WHAT YOU NEED TO DO » Once the pictures have been excluded, set down each remaining entry word for word.

[Natural-language object grounding data]

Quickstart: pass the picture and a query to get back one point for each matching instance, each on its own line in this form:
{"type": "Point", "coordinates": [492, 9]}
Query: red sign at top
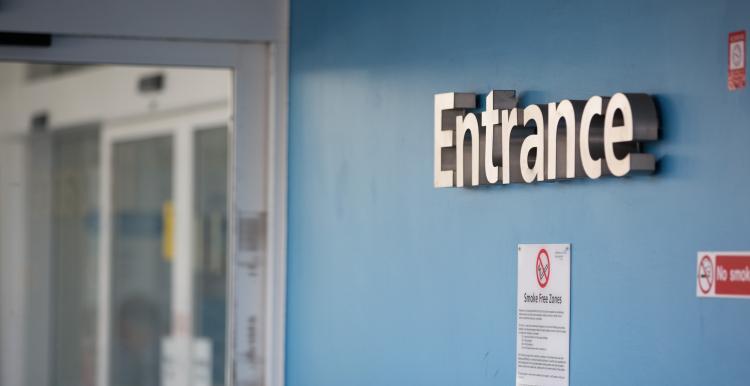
{"type": "Point", "coordinates": [723, 274]}
{"type": "Point", "coordinates": [732, 275]}
{"type": "Point", "coordinates": [736, 77]}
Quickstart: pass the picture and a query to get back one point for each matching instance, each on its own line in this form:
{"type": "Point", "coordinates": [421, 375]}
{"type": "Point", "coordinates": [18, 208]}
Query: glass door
{"type": "Point", "coordinates": [163, 238]}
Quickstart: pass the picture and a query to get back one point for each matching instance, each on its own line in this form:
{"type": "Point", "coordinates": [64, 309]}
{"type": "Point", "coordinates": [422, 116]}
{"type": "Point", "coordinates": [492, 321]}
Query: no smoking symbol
{"type": "Point", "coordinates": [705, 274]}
{"type": "Point", "coordinates": [542, 268]}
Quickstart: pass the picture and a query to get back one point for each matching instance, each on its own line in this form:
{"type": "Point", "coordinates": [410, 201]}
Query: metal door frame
{"type": "Point", "coordinates": [257, 168]}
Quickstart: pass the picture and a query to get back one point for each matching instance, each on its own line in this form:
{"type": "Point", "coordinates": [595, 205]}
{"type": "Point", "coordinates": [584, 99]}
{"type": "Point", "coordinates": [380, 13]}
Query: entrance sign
{"type": "Point", "coordinates": [723, 274]}
{"type": "Point", "coordinates": [543, 315]}
{"type": "Point", "coordinates": [571, 139]}
{"type": "Point", "coordinates": [737, 44]}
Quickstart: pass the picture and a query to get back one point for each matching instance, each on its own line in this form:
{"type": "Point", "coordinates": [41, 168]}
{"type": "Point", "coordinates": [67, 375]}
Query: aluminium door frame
{"type": "Point", "coordinates": [180, 127]}
{"type": "Point", "coordinates": [258, 166]}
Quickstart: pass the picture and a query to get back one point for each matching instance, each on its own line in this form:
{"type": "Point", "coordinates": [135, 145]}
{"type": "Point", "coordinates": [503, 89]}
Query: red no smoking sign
{"type": "Point", "coordinates": [542, 268]}
{"type": "Point", "coordinates": [723, 274]}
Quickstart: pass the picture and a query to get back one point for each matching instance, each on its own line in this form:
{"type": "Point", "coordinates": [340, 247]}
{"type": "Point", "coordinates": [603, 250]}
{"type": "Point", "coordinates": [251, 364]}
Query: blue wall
{"type": "Point", "coordinates": [393, 282]}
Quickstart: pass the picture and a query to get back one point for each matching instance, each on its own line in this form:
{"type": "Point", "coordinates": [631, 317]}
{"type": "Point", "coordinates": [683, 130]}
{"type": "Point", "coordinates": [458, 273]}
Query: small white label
{"type": "Point", "coordinates": [543, 315]}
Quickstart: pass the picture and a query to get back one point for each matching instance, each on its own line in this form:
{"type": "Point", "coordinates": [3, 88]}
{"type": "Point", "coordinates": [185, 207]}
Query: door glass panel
{"type": "Point", "coordinates": [75, 182]}
{"type": "Point", "coordinates": [141, 258]}
{"type": "Point", "coordinates": [210, 249]}
{"type": "Point", "coordinates": [114, 225]}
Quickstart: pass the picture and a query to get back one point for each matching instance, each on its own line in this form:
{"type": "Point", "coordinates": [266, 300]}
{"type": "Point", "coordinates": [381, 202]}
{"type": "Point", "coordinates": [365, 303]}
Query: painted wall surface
{"type": "Point", "coordinates": [393, 282]}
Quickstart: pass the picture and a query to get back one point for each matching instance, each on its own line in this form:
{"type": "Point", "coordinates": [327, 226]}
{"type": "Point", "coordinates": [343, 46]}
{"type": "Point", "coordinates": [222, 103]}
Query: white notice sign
{"type": "Point", "coordinates": [543, 315]}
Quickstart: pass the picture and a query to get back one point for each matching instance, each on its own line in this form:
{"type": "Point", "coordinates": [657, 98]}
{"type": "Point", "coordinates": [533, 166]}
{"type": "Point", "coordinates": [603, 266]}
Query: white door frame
{"type": "Point", "coordinates": [257, 167]}
{"type": "Point", "coordinates": [181, 128]}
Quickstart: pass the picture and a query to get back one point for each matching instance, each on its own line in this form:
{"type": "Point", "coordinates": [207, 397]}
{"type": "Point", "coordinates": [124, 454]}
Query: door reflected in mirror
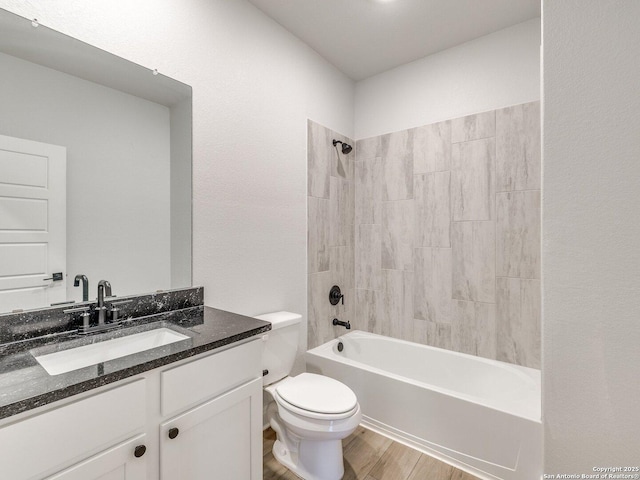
{"type": "Point", "coordinates": [95, 171]}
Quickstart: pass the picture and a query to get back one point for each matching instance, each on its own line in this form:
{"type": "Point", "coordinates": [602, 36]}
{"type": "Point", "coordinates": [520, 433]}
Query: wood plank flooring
{"type": "Point", "coordinates": [370, 456]}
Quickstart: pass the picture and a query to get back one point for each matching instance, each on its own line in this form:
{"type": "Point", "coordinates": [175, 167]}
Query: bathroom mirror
{"type": "Point", "coordinates": [95, 171]}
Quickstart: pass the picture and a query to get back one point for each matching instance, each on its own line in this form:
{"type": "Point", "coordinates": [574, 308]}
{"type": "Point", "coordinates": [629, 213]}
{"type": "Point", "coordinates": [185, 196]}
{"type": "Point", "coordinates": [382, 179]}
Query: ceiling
{"type": "Point", "coordinates": [366, 37]}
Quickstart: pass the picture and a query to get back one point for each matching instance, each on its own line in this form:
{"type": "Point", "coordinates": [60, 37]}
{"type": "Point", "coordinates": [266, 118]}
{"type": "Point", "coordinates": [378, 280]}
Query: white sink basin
{"type": "Point", "coordinates": [80, 357]}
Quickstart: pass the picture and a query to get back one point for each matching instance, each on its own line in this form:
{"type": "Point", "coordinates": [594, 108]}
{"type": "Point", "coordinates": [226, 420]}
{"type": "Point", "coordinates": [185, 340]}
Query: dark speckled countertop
{"type": "Point", "coordinates": [25, 385]}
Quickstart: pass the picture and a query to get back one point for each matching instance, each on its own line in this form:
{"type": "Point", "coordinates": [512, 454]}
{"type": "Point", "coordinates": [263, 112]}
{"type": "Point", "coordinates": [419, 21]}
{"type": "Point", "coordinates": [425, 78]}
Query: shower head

THE COMPLETED TASK »
Quickstart: pass the picture and a query to get back one point for each matching instance, each on its own line in this form:
{"type": "Point", "coordinates": [492, 9]}
Query: red sign at top
{"type": "Point", "coordinates": [723, 274]}
{"type": "Point", "coordinates": [732, 275]}
{"type": "Point", "coordinates": [736, 77]}
Quickstart: pass the picture and a query to get back one point for each matching instance, each on its own line in this form:
{"type": "Point", "coordinates": [421, 375]}
{"type": "Point", "coordinates": [18, 208]}
Query: glass door
{"type": "Point", "coordinates": [163, 238]}
Quickstart: pass the picture and a query to get back one point for each matching instance, each on its own line in this form:
{"type": "Point", "coordinates": [64, 309]}
{"type": "Point", "coordinates": [422, 116]}
{"type": "Point", "coordinates": [492, 321]}
Query: no smoking symbol
{"type": "Point", "coordinates": [705, 274]}
{"type": "Point", "coordinates": [542, 268]}
Quickstart: pass the picture and a query to get back one point for each matching instance, each on its own line in this form:
{"type": "Point", "coordinates": [410, 201]}
Query: metal door frame
{"type": "Point", "coordinates": [257, 168]}
Quickstart: pass the picture and a query to get back one point for each matching instance, each on its own line in this form:
{"type": "Point", "coordinates": [595, 205]}
{"type": "Point", "coordinates": [584, 99]}
{"type": "Point", "coordinates": [380, 13]}
Query: entrance sign
{"type": "Point", "coordinates": [723, 274]}
{"type": "Point", "coordinates": [543, 315]}
{"type": "Point", "coordinates": [571, 139]}
{"type": "Point", "coordinates": [737, 44]}
Quickstart: pass the picture and a query to get back one point for each matching instance, each on its own line in this form:
{"type": "Point", "coordinates": [41, 168]}
{"type": "Point", "coordinates": [67, 375]}
Query: aluminium door frame
{"type": "Point", "coordinates": [180, 127]}
{"type": "Point", "coordinates": [258, 166]}
Quickstart: pass the picture and a query to get back one point for each matching instance, each on its own line in this form:
{"type": "Point", "coordinates": [135, 145]}
{"type": "Point", "coordinates": [503, 89]}
Query: red no smoking sign
{"type": "Point", "coordinates": [542, 268]}
{"type": "Point", "coordinates": [723, 274]}
Quickstart: pass the picture and a query to get back one point for each matching instance, each on its own line in this form:
{"type": "Point", "coordinates": [340, 247]}
{"type": "Point", "coordinates": [603, 250]}
{"type": "Point", "coordinates": [251, 364]}
Query: blue wall
{"type": "Point", "coordinates": [393, 282]}
Quickstart: pass the picture and a query to get back one point for each matching instance, each on its own line in this form:
{"type": "Point", "coordinates": [631, 317]}
{"type": "Point", "coordinates": [683, 130]}
{"type": "Point", "coordinates": [458, 273]}
Query: small white label
{"type": "Point", "coordinates": [543, 315]}
Quickstart: pass the picture and a query to get back one point for each matching instance, each on its own line in this form:
{"type": "Point", "coordinates": [3, 88]}
{"type": "Point", "coordinates": [185, 207]}
Query: door glass panel
{"type": "Point", "coordinates": [75, 182]}
{"type": "Point", "coordinates": [141, 258]}
{"type": "Point", "coordinates": [210, 249]}
{"type": "Point", "coordinates": [114, 225]}
Quickstart: pass the picture and a query to get back one point for each matching instance, each on its own line in this form:
{"type": "Point", "coordinates": [266, 300]}
{"type": "Point", "coordinates": [381, 202]}
{"type": "Point", "coordinates": [365, 303]}
Query: painted wall surface
{"type": "Point", "coordinates": [393, 282]}
Quickstart: pass the picture and a query to get back one point for each matching instance, each on its own line in this form:
{"type": "Point", "coordinates": [327, 226]}
{"type": "Point", "coordinates": [343, 46]}
{"type": "Point", "coordinates": [222, 103]}
Query: white notice sign
{"type": "Point", "coordinates": [543, 315]}
Quickstart: pass the picture and a query to get back one point for each matching instance, each on its own line in this form:
{"type": "Point", "coordinates": [657, 98]}
{"type": "Point", "coordinates": [533, 166]}
{"type": "Point", "coordinates": [603, 266]}
Query: white door frame
{"type": "Point", "coordinates": [257, 167]}
{"type": "Point", "coordinates": [181, 128]}
Quickstart: pass the picture and a query to get back one point for each matching instance, each on its own line in this form:
{"type": "Point", "coordinates": [207, 397]}
{"type": "Point", "coordinates": [124, 454]}
Query: door reflected in mirror
{"type": "Point", "coordinates": [95, 171]}
Quickstart: pass the picture and a query to get back one point for each matching instance, each on its own line in this form:
{"type": "Point", "coordinates": [602, 36]}
{"type": "Point", "coordinates": [520, 433]}
Query: wood plank flooring
{"type": "Point", "coordinates": [370, 456]}
Quickstart: pass the picture and a query to get back one point for each matching instance, each on its own line in this form:
{"type": "Point", "coordinates": [175, 167]}
Query: bathroom mirror
{"type": "Point", "coordinates": [95, 171]}
Quickstart: pass the picture and a query to get back one point for each matching instance, each on its own line in this form:
{"type": "Point", "coordinates": [574, 308]}
{"type": "Point", "coordinates": [629, 213]}
{"type": "Point", "coordinates": [185, 196]}
{"type": "Point", "coordinates": [382, 179]}
Query: ceiling
{"type": "Point", "coordinates": [366, 37]}
Quickstart: pass the picture and a query to get back one point for each matching instance, each on its own line in this form:
{"type": "Point", "coordinates": [60, 37]}
{"type": "Point", "coordinates": [266, 118]}
{"type": "Point", "coordinates": [378, 280]}
Query: white sink basin
{"type": "Point", "coordinates": [80, 357]}
Quickstart: pass the picture and a query to get back one point for each matching instance, each on its own line in this form:
{"type": "Point", "coordinates": [594, 108]}
{"type": "Point", "coordinates": [226, 420]}
{"type": "Point", "coordinates": [185, 340]}
Query: dark speckled countertop
{"type": "Point", "coordinates": [25, 385]}
Quickstart: pass the picture and a query to get back one point for each matching instance, each on its own line in this form:
{"type": "Point", "coordinates": [512, 454]}
{"type": "Point", "coordinates": [263, 112]}
{"type": "Point", "coordinates": [419, 21]}
{"type": "Point", "coordinates": [425, 78]}
Query: shower head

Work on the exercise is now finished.